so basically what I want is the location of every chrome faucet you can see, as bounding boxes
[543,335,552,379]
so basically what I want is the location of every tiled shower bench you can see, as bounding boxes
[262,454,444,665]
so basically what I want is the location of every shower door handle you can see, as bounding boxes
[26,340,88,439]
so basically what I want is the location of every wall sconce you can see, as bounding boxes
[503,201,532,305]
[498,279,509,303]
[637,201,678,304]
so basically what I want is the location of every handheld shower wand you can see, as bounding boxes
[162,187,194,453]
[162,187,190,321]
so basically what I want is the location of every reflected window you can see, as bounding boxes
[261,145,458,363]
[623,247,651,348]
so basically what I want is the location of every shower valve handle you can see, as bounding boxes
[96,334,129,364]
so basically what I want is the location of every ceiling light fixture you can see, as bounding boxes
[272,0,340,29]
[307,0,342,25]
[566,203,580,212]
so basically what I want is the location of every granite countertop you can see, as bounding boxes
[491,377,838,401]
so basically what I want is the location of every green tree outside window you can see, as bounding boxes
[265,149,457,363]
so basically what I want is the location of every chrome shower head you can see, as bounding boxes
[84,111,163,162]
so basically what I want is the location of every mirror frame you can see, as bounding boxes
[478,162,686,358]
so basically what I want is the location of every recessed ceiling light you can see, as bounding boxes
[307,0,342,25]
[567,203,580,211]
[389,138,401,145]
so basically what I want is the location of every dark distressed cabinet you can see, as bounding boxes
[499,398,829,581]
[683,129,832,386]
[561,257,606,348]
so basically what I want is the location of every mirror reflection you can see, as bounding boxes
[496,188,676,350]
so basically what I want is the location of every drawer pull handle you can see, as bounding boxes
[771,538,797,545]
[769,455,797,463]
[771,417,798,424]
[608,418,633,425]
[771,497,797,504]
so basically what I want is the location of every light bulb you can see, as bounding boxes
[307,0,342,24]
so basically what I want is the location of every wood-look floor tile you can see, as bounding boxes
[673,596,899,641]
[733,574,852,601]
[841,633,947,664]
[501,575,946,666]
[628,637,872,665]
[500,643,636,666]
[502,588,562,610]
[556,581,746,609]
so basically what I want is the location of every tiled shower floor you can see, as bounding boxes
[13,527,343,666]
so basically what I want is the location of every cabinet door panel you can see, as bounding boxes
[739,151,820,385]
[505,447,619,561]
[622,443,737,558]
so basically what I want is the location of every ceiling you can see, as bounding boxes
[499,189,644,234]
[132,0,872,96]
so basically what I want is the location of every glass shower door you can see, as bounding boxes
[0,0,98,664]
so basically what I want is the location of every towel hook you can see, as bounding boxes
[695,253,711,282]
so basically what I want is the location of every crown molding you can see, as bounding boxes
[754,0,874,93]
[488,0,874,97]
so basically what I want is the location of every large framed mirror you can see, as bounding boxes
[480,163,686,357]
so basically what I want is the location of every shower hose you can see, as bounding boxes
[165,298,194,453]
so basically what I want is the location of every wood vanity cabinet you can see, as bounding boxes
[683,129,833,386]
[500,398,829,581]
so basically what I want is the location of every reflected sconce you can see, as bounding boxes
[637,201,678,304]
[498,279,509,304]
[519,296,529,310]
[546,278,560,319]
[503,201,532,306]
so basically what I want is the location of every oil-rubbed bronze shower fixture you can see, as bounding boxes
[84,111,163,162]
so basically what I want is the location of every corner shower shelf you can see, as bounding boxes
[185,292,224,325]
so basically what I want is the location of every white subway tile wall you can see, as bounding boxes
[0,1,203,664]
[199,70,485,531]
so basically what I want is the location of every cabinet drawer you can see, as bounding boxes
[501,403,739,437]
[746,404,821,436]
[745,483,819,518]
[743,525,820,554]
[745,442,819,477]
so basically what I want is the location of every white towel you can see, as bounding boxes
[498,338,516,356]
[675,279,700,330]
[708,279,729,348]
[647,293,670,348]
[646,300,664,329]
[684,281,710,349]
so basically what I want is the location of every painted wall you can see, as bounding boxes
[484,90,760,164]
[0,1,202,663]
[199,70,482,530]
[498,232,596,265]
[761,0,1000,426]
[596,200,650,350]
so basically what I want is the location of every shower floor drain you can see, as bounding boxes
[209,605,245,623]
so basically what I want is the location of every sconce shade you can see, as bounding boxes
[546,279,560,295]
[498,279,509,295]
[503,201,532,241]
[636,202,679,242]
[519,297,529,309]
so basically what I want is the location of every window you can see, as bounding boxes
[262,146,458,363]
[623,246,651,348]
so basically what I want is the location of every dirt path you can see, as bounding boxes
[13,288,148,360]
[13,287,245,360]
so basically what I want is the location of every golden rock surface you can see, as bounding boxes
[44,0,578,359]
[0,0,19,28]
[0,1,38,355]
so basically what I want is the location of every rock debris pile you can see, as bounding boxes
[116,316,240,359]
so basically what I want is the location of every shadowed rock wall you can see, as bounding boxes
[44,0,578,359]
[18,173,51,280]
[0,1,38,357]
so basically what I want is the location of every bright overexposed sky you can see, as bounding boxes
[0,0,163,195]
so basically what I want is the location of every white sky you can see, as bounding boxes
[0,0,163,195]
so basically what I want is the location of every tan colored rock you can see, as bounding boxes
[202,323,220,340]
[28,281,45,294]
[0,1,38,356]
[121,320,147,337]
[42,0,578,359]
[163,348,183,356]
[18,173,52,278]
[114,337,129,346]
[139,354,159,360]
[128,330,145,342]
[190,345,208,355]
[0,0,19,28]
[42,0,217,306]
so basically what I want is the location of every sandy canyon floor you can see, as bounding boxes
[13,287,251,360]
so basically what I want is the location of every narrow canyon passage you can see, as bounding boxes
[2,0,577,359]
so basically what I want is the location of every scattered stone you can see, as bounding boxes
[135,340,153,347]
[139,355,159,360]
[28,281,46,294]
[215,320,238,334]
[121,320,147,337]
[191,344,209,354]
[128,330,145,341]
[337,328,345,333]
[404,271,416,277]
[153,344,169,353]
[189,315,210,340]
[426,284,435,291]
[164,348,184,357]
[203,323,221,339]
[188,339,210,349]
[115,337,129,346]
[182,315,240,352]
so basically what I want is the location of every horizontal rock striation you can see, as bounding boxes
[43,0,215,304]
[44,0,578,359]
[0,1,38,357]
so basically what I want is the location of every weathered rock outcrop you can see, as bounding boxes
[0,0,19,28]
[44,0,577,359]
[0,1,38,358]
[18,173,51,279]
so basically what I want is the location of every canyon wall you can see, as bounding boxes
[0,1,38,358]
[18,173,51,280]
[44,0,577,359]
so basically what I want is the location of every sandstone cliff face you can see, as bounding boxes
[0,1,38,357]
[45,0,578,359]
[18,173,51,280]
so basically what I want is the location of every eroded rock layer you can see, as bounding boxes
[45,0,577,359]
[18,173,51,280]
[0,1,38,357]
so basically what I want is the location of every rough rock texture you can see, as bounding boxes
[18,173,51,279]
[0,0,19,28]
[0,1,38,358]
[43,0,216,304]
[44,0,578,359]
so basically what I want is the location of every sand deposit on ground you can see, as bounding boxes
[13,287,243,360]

○ ○ ○ ○

## WHAT NEEDS TO BE DONE
Output every line from the records, exactly as written.

## RESPONSE BOX
so basically what I want is the location of every chrome faucet you can see, as bounding boxes
[543,335,552,379]
so basically what I want is the location of every tiled shower bench you can see, as bounding boxes
[262,454,444,665]
so basically what I want is the location of every shower door handle you can see, as bounding boxes
[26,340,88,439]
so basically what I want is the location of every wall sconce you can see, as bounding boxes
[503,201,532,305]
[498,279,509,303]
[637,201,678,304]
so basically what I want is the location of every handheld shower wand you can see, as bounding boxes
[162,187,194,453]
[162,187,190,321]
so basically what I want is the location of every reflected window you can see, as bounding boxes
[261,145,458,363]
[623,247,651,348]
so basically what I want is the location of every shower valve handle you can see, as bounding boxes
[96,334,129,364]
so basically what I want is the location of every ceiling light fixture you can see, as bounding boxes
[272,0,340,29]
[307,0,342,25]
[566,203,580,212]
so basically what I want is the location of every granite countertop you can see, as bounding boxes
[491,377,838,401]
so basically what I want is the location of every green tree outside window you can see, as bounding boxes
[265,149,457,363]
so basically what I want is the location of every chrome shower head you can see, as bounding boxes
[84,111,163,162]
so basically what I want is the location of every mirror frame you can see, as bounding boxes
[478,162,686,358]
so basically what I want is the location of every recessed ceiling light you can see, as bounding boxes
[307,0,342,25]
[567,203,580,211]
[389,138,401,145]
so basically what I want is the location of every dark distressed cabinet you can see, as bounding boxes
[499,398,829,581]
[683,129,832,386]
[561,257,606,348]
so basically what I want is the location of every mirror reflection you can see, as bounding boxes
[496,188,676,350]
so basically what I want is the location of every drawer pull handle you can see, as bounding boxes
[771,538,797,545]
[769,455,797,463]
[771,417,798,424]
[608,418,633,425]
[771,497,797,504]
so basically what I want is the location of every light bulb you can see, as bounding boxes
[307,0,342,24]
so basically what I want is the location of every wood-look floor tile you can see, as bounding boxes
[673,596,899,641]
[733,574,852,601]
[841,633,947,664]
[501,575,946,666]
[628,637,872,665]
[500,643,636,666]
[502,588,562,610]
[556,581,746,609]
so basically what I want is the location of every tiled shower floor you can see, as bounding boxes
[13,527,343,666]
so basically what I want is the location of every cabinet door panel you can see, as bounding boxes
[739,151,820,385]
[505,447,619,561]
[622,443,737,558]
so basically what I want is the location of every ceiling you can see, as bounding boxes
[499,189,644,234]
[132,0,872,96]
so basically what I want is the location of every glass shower door you can see, as bounding boxes
[0,0,98,664]
so basically what I want is the location of every towel hook you can see, as bounding boxes
[695,253,711,282]
so basically what I want is the location of every crown molding you can see, as bounding boxes
[754,0,874,93]
[488,0,874,97]
so basically what I want is the location of every large framed mirror you can see, as bounding boxes
[480,163,686,357]
so basically what I want is the location of every shower hose you can see, as bounding boxes
[165,298,194,453]
so basically what I want is the location of every wood vanity cabinet you can see, as bounding boxes
[683,129,833,386]
[500,398,829,581]
so basically what I want is the location of every reflected sconce you can see, as bounding boxes
[637,201,678,304]
[498,279,509,304]
[519,296,529,310]
[546,278,560,319]
[503,201,532,306]
so basically what I want is the location of every oil-rubbed bronze shower fixture you can see, as bounding boxes
[84,111,163,162]
so basically what I want is the location of every corner shower shelf you can see, as bounding boxes
[185,292,224,325]
so basically what I want is the location of every white subway tile wall you can see, as bounding boxes
[0,1,203,664]
[199,70,485,531]
so basically what I want is the location of every cabinet drawer you can see, as bounding boxes
[501,403,739,437]
[746,404,821,436]
[745,483,819,518]
[743,525,820,554]
[745,442,819,477]
so basically what I want is the location of every white towel you can see, as bounding boxes
[498,338,516,356]
[675,279,700,330]
[708,279,729,348]
[647,293,670,348]
[646,300,664,329]
[684,281,710,349]
so basically what I want is the location of every painted wall you can see, as bounding boxes
[484,90,760,164]
[0,1,202,663]
[199,70,482,530]
[498,232,596,265]
[761,0,1000,426]
[596,200,650,350]
so basically what I want is the location of every shower floor drain you can see, as bounding boxes
[209,605,245,623]
so basically what I want is the location of every sconce shade you can see, as bounding boxes
[546,279,560,295]
[498,279,509,295]
[503,201,532,241]
[636,202,679,242]
[519,297,529,309]
so basically what I want is the location of every window you can see, as bounding boxes
[262,146,458,363]
[623,246,651,348]
so basically what I want is the location of every dirt path you can see, as bounding boxes
[13,288,148,360]
[13,287,245,360]
so basically what I want is the location of every golden rock surface you can see, as bounding boxes
[44,0,578,359]
[0,0,19,28]
[0,1,38,355]
so basically what I want is the location of every rock debris pile you can see, as bounding boxes
[116,316,240,359]
so basically what I want is the location of every shadowed rock wall you can see, as bounding boxes
[44,0,578,359]
[18,173,51,280]
[0,1,38,357]
so basically what I want is the location of every bright overexposed sky you can see, as bounding boxes
[0,0,163,195]
so basically what I want is the location of every white sky you can see, as bounding boxes
[0,0,163,195]
so basically what I want is the location of every tan colored rock you can see, as bounding boxes
[202,323,220,340]
[28,281,45,294]
[0,1,38,356]
[121,320,147,337]
[42,0,578,359]
[163,348,183,356]
[18,173,52,278]
[114,337,129,346]
[139,354,159,360]
[128,330,145,342]
[190,345,208,355]
[0,0,19,28]
[42,0,217,306]
so basically what I want is the location of every sandy canyon floor you can see, as bounding boxes
[13,287,251,360]
so basically what I want is the location of every narrow canyon passage you can see, as bounding boxes
[2,0,577,359]
so basically what I want is the location of every scattered stone you can see, as bounding boxes
[135,340,153,347]
[139,355,159,360]
[28,281,46,294]
[215,320,238,334]
[121,320,147,337]
[191,344,209,354]
[128,330,145,341]
[337,328,345,333]
[404,271,416,277]
[153,344,169,353]
[189,315,210,340]
[426,284,435,291]
[164,348,184,357]
[203,323,221,339]
[188,339,210,349]
[115,337,129,346]
[182,315,240,352]
so basically what I want is the location of every horizontal rock striation you can see, as bounding boxes
[43,0,215,304]
[44,0,578,359]
[0,1,38,357]
so basically what I want is the location of every weathered rock outcrop you can see, as bounding boxes
[0,0,19,28]
[44,0,577,359]
[0,1,38,358]
[18,173,51,279]
so basically what I want is the location of every canyon wall you can see, as bounding boxes
[0,1,38,358]
[18,173,51,280]
[44,0,577,359]
so basically what I want is the location of every sandstone cliff face you can see, as bounding boxes
[0,1,38,357]
[45,0,578,359]
[18,173,51,280]
so basically what I want is the location of every eroded rock layer you can see, as bounding boxes
[45,0,577,359]
[18,173,51,280]
[0,1,38,357]
so basically what I want is the location of every rough rock texture you can see, as bounding boxes
[18,173,51,279]
[0,0,19,28]
[0,1,38,358]
[43,0,216,304]
[44,0,578,359]
so basically what I want is the location of every sand deposit on ground you can see, as bounding boxes
[13,287,243,360]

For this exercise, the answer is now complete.